§ TEXT BLOCK:
== Segment start ==
This is why a new preliminary result does not shock me, Ancient Japanese wolf may be rare remnant of ice age wolves:

The wolf’s DNA more closely resembled that of a long-extinct wolf that lived in Siberia more than 35,000 years ago than that of living Eurasian and American wolves, Niemann reported here on Friday at the International Symposium on Biomolecular Archaeology. Most ancient wolves went extinct when the ice sheets that covered the Northern Hemisphere began to melt more than 20,000 years ago and the large mammals the wolves hunted, such as mammoth, died off. But some of their DNA lived on in the Honshū wolf, which could offer a new window on the evolution of wolves as well as dogs, says paleogeneticist Mikkel Sinding of the Greenland Institute of Natural Resources in Nuuk, who extracted the DNA.

Unfortunately the last Honshu wolves were killed more than a century ago. But for the purposes of DNA extract that’s basically yesterday.

From everything I can see the “megafauna” that inhabit the Palearctic ecozone seem to have through a lot of mass extinctions over the last 50,000 years. This extends from Neanderthals, to mammoths, to large canids and felids. Some lineages, such as that of humans and wolves, also underwent expansions from the remaining branches of the phylogenetic tree. But it’s reasonable that various relic groups of earlier diversifications might persist here and there.

Wolves out of Beringia!

Citation: Modern wolves trace their origin to a late Pleistocene expansion from Beringia

Do Eurasian and North American wolves come from Beringia? That’s the conclusion of a new preprint, Modern wolves trace their origin to a late Pleistocene expansion from Beringia. The figure above is the main result, using ancient and modern mitochondrial genomes to construct a phylogeny. It’s not surprising that the ancient lineages are basal. Y and mtDNA lineages have a tendency to go extinct (lower effective population, etc.). But it’s a surprising result that the older Beringian individuals are distributed basal to the modern lineages, as opposed to more of the ancient samples from Europe and the Middle East.

The basic argument here is very similar to “mitochondrial Eve.” If Beringian lineages tend to be basal to modern wolves, then the former is likely to be ancestral to the latter. Additionally, as noted in the preprint there is whole-genome inference which indicates that modern gray wolves across the Palearctic ecozone underwent a rather recent demographic expansion, in particular, after the Last Glacial Maximum (~20,000 years BP). That being said, I am curious if modern Alaskan and (east) Siberian wolves exhibit greater mtDNA diversity than elsewhere, in keeping with the human analogy.
== Segment end ==
§ INFORMATION:
== Segment start ==
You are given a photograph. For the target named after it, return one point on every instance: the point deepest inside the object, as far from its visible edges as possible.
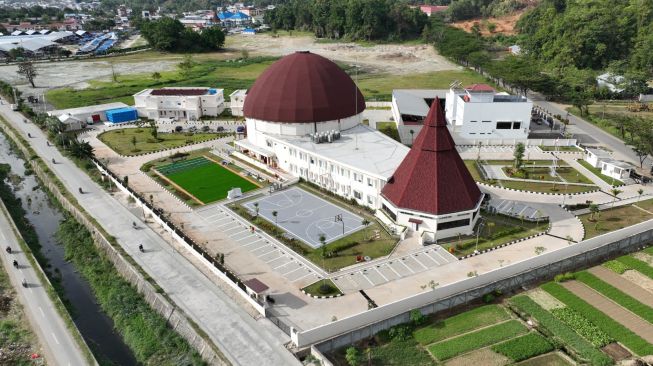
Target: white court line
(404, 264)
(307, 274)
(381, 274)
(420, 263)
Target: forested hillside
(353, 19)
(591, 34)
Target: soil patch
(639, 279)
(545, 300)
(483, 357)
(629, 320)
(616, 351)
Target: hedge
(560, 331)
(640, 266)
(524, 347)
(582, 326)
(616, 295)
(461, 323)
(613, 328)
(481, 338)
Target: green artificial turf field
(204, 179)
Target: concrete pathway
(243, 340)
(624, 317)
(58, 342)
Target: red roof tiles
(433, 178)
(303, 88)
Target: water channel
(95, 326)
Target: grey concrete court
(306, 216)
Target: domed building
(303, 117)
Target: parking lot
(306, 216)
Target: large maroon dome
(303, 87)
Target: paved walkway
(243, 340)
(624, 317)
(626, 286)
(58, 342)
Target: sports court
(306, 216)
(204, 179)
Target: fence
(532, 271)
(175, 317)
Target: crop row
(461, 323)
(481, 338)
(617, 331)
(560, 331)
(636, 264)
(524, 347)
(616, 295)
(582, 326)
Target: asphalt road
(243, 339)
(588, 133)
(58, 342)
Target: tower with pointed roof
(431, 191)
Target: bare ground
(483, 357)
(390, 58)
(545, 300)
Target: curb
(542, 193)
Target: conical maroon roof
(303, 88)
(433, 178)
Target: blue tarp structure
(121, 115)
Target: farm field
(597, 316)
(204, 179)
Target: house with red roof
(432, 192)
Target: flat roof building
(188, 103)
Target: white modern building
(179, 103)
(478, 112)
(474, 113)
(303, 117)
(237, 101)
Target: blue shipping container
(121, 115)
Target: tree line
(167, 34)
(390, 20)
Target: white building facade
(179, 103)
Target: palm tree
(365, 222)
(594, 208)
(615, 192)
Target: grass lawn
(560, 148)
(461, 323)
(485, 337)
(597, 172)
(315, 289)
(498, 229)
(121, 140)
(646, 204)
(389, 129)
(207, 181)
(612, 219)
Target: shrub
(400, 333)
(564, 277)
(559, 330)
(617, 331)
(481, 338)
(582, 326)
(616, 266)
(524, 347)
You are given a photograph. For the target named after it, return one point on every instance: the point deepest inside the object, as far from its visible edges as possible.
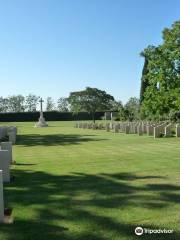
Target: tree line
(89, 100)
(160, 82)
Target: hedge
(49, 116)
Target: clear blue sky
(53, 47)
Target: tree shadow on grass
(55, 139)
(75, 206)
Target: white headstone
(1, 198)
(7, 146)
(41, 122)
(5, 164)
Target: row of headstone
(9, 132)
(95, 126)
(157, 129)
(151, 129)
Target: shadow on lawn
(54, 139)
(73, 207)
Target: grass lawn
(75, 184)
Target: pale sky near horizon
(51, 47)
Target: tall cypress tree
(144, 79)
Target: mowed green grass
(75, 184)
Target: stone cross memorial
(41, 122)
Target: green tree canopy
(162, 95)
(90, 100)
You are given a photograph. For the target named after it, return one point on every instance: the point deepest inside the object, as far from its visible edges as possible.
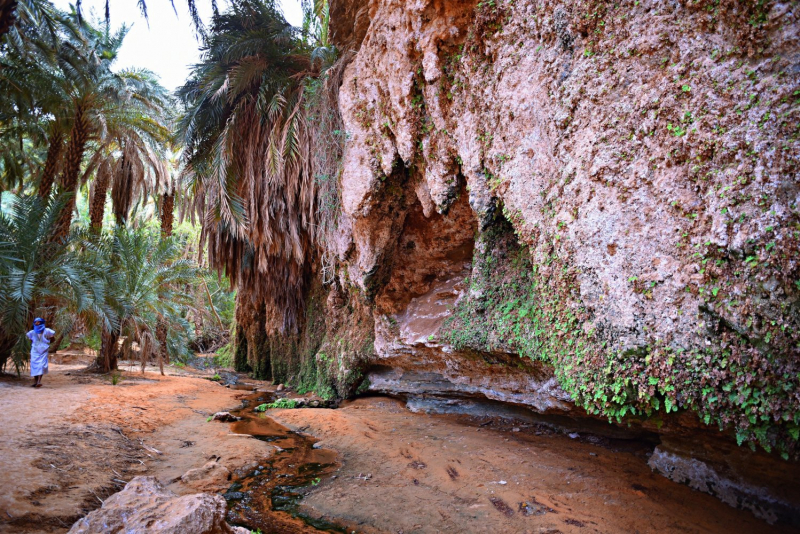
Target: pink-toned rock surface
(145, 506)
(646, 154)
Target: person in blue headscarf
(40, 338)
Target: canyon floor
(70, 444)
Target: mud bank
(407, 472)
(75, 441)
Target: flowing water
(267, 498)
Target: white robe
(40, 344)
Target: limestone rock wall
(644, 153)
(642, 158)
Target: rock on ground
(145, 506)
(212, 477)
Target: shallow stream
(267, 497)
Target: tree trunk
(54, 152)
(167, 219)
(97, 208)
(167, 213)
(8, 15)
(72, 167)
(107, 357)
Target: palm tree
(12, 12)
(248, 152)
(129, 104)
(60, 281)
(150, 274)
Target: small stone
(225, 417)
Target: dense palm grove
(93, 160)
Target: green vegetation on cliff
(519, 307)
== Segment end ==
§ WORK ORDER: Can you pick up the wolf text at the point where it stops and continue it?

§ EXPECTED OUTPUT:
Needless to say, mtDNA has limitations. It’s a single locus, and in other animal research, there have been confusions and misunderstandings due to the usage of mtDNA. The authors did some explicit formal demographic modeling using their data. It’s fine, but generally, I ignore this stuff because it rarely tells us things we don’t know to a high degree of certainty.  Rather, I would rather focus on paleoclimate data and a model where coexistence with Beringian humans might explain a possible break-out of Beringian wolves to the west and the east after the Pleistocene. The Beringian landscape may have been particularly fertile territory for the Palearctic wolf. Though modern wolves seem to prefer some forest, rather than open territory.

One thing human evolutionary genomics has taught us is that the first-pass story is always far simpler than reality. I think this is a decent framework to start with, though it may still turn out to be wrong. But in the preprint, the authors note some peculiarities in South Asians and Tibetan wolves. So peculiar that they were discarded from the analysis. We know wolves hybridize with both jackals and coyotes, so the emergence of the modern lineages are likely more complex than a simple expansion and replacement. The whole-genome analysis will probably offer up curious wrinkles.

Though the preprint tries to put the emergence of the wolf from Beringia in the context of the domestication of the dog, I suspect we’ll find that the dog derives from an extinct Eurasian wolf lineage. This was the implication of Freedman et al., and ancient canine genomics is producing some erratic finds which are in keeping with a possible complex divergence of the dog lineage from wolves.